Passage for review:

========================================================================

Two reasons - as Peter says you may still have a queen in the old hive. Four weeks is too short to assume the hive is queenless. I would consider 6 weeks a better indicator. New queens are very difficult to spot and the presence of patchy drone brood may simply be because the worker brood has hatched leaving some drone brood behind. If the drone brood in the hive is capped (i assume it is) then that would mean that laying workers took over after only 2.5 weeks without the queen, which seems very short.
The second reason is that the bees in the orignal hive are all getting old now, and are not really worth alot to the new nuc, especially at this time of year.
So, I would not consider that the risks of the uniting procedure are worthwhile.
I woud leave the old hive absolutely alone for another three weeks and then have another look. You might have a pleasant surprise.
Meanwhile I suggest you allow the new nuc build up as your main 2020/21 hive.


considering that drone brood is the slowest to develop- there is always a point in a hive that has swarmed or gone queen-less when you open it and all you see left of brood is capped drone cells. A better indicator of a laying worker would be if you see multiple eggs in cells- and eggs on the cell walls rather than at the bottom of the cells. Also the location of the drone brood is an inducator- if it’s at the edges where you expect it to be in a normal hive - it’s more likely it is just the last of the brood from the queen that went. If it’s all over and spotty it could be a laying worker.

Uniting two poor hives often works very well to make one good strong hive in my experience. I use the newspaper method with great success. It’s especially good towards the end of a season so you have one strong hive over winter rather than two weak ones.

========================================================================

Supplied entries:
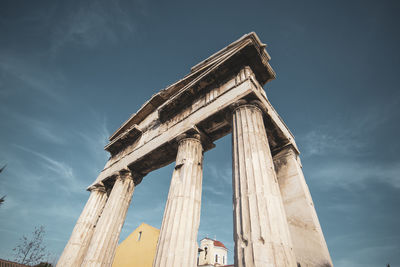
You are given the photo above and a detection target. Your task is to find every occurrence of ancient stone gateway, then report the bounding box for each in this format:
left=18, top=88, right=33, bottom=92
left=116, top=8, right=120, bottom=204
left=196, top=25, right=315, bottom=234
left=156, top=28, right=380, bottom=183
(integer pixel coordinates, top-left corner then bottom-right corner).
left=57, top=33, right=332, bottom=267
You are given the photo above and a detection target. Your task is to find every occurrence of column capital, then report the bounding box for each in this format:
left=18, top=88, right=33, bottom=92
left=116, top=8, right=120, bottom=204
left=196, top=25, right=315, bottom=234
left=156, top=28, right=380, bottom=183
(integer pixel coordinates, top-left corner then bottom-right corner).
left=176, top=133, right=201, bottom=143
left=272, top=144, right=300, bottom=160
left=230, top=99, right=267, bottom=113
left=117, top=168, right=145, bottom=186
left=88, top=182, right=106, bottom=193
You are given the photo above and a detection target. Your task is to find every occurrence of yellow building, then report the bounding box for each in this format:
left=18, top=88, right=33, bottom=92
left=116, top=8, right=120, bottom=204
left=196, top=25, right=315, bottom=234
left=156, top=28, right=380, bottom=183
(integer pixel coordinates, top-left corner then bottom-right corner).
left=112, top=223, right=160, bottom=267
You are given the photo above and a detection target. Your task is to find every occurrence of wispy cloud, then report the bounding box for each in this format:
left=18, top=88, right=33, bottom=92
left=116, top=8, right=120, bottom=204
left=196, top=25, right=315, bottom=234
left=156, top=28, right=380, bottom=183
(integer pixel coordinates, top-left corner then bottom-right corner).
left=16, top=145, right=84, bottom=195
left=0, top=51, right=64, bottom=103
left=51, top=0, right=135, bottom=52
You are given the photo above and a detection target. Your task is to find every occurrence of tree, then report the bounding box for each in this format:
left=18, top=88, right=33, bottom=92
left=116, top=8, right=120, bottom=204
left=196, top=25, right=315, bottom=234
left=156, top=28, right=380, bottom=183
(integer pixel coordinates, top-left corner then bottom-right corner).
left=13, top=226, right=48, bottom=265
left=0, top=165, right=7, bottom=206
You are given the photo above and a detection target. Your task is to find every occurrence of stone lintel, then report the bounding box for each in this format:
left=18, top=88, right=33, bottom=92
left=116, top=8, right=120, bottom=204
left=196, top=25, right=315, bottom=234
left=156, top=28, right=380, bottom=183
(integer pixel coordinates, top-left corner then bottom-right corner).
left=104, top=124, right=142, bottom=155
left=109, top=32, right=276, bottom=141
left=88, top=75, right=297, bottom=189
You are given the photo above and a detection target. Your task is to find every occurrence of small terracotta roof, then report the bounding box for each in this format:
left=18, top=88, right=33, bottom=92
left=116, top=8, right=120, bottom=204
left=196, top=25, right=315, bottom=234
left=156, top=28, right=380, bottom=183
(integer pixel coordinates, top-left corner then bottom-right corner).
left=214, top=240, right=226, bottom=248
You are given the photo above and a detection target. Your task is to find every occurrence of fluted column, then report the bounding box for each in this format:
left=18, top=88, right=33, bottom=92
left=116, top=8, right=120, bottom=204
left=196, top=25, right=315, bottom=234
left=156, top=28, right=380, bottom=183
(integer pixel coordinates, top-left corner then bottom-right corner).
left=232, top=101, right=296, bottom=267
left=57, top=184, right=107, bottom=267
left=81, top=170, right=139, bottom=267
left=274, top=145, right=333, bottom=267
left=153, top=136, right=203, bottom=267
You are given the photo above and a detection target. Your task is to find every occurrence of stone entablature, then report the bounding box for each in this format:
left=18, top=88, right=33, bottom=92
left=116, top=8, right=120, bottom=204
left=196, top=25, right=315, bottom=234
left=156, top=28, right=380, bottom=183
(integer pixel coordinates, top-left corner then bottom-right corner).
left=57, top=33, right=332, bottom=267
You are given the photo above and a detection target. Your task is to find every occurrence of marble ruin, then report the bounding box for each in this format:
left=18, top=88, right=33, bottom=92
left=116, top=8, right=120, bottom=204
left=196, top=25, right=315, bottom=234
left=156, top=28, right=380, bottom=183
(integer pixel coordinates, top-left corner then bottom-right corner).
left=57, top=33, right=332, bottom=267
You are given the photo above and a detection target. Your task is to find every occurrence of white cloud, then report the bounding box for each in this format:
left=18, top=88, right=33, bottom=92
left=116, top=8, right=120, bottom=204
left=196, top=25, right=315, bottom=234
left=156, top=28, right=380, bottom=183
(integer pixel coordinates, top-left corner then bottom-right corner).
left=0, top=51, right=64, bottom=103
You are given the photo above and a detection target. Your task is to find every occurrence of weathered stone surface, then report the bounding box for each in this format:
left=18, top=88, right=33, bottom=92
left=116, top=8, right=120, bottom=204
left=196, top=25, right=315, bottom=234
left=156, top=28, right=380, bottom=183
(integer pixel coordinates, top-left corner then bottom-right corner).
left=90, top=33, right=295, bottom=188
left=59, top=33, right=331, bottom=267
left=81, top=171, right=135, bottom=267
left=232, top=103, right=296, bottom=267
left=274, top=146, right=333, bottom=267
left=57, top=185, right=107, bottom=267
left=153, top=137, right=203, bottom=267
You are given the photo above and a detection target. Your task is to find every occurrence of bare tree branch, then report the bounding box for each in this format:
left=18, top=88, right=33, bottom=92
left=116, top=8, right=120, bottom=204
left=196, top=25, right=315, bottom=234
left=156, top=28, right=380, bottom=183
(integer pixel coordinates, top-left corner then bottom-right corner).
left=13, top=226, right=47, bottom=265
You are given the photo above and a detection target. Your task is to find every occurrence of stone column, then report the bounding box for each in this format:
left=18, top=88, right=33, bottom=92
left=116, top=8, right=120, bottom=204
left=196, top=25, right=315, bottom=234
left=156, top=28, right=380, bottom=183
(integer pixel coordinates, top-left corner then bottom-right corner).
left=153, top=135, right=203, bottom=267
left=57, top=184, right=107, bottom=267
left=232, top=100, right=296, bottom=267
left=81, top=170, right=139, bottom=267
left=274, top=145, right=333, bottom=267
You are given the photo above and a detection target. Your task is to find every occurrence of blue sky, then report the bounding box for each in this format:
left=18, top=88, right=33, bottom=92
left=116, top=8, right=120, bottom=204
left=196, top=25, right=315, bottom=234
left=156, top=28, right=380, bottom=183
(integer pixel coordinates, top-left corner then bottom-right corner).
left=0, top=0, right=400, bottom=267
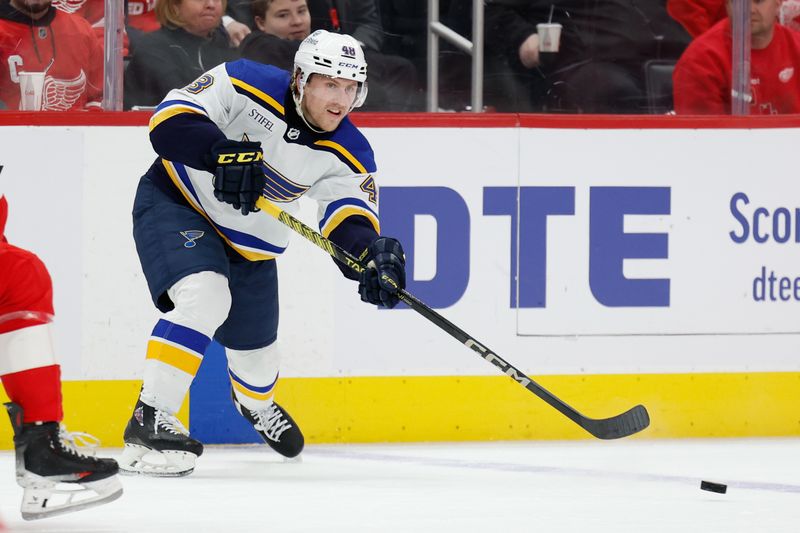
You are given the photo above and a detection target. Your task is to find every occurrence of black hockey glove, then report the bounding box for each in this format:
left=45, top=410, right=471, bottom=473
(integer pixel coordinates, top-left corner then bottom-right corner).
left=358, top=237, right=406, bottom=309
left=206, top=139, right=266, bottom=215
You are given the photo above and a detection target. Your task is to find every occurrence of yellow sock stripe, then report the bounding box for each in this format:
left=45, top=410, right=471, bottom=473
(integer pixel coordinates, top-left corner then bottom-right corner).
left=147, top=340, right=203, bottom=376
left=231, top=379, right=275, bottom=401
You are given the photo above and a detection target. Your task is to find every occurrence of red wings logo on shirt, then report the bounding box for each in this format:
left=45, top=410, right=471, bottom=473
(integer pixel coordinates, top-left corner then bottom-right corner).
left=42, top=69, right=86, bottom=111
left=53, top=0, right=86, bottom=13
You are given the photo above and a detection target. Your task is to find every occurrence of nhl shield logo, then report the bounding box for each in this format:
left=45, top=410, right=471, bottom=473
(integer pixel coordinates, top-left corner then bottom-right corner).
left=181, top=229, right=206, bottom=248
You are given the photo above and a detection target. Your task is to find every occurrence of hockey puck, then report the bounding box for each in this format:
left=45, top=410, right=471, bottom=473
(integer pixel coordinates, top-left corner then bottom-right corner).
left=700, top=481, right=728, bottom=494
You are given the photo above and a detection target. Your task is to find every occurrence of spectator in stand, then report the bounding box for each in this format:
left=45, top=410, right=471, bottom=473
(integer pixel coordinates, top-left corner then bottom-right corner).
left=241, top=0, right=421, bottom=111
left=308, top=0, right=423, bottom=111
left=667, top=0, right=728, bottom=39
left=667, top=0, right=800, bottom=38
left=485, top=0, right=690, bottom=113
left=124, top=0, right=239, bottom=109
left=672, top=0, right=800, bottom=115
left=0, top=0, right=103, bottom=111
left=240, top=0, right=311, bottom=72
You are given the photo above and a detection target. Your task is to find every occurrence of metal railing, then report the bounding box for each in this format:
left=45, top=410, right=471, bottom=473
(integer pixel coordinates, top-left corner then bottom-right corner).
left=427, top=0, right=483, bottom=113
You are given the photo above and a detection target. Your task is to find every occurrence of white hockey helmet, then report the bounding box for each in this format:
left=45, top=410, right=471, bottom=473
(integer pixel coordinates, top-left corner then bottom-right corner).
left=293, top=30, right=367, bottom=112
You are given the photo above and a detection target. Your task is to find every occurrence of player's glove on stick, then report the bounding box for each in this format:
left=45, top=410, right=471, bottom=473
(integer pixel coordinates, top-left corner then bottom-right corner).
left=358, top=237, right=406, bottom=309
left=207, top=139, right=266, bottom=215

========================================================================

Activity A:
From the beekeeping passage, set down the words starting with "The second reason" and going on through "main 2020/21 hive.", with nothing changed.
Activity B:
In the beekeeping passage, what method of uniting hives is said to work with great success?

Task output A:
The second reason is that the bees in the orignal hive are all getting old now, and are not really worth alot to the new nuc, especially at this time of year.
So, I would not consider that the risks of the uniting procedure are worthwhile.
I woud leave the old hive absolutely alone for another three weeks and then have another look. You might have a pleasant surprise.
Meanwhile I suggest you allow the new nuc build up as your main 2020/21 hive.

Task output B:
The newspaper method.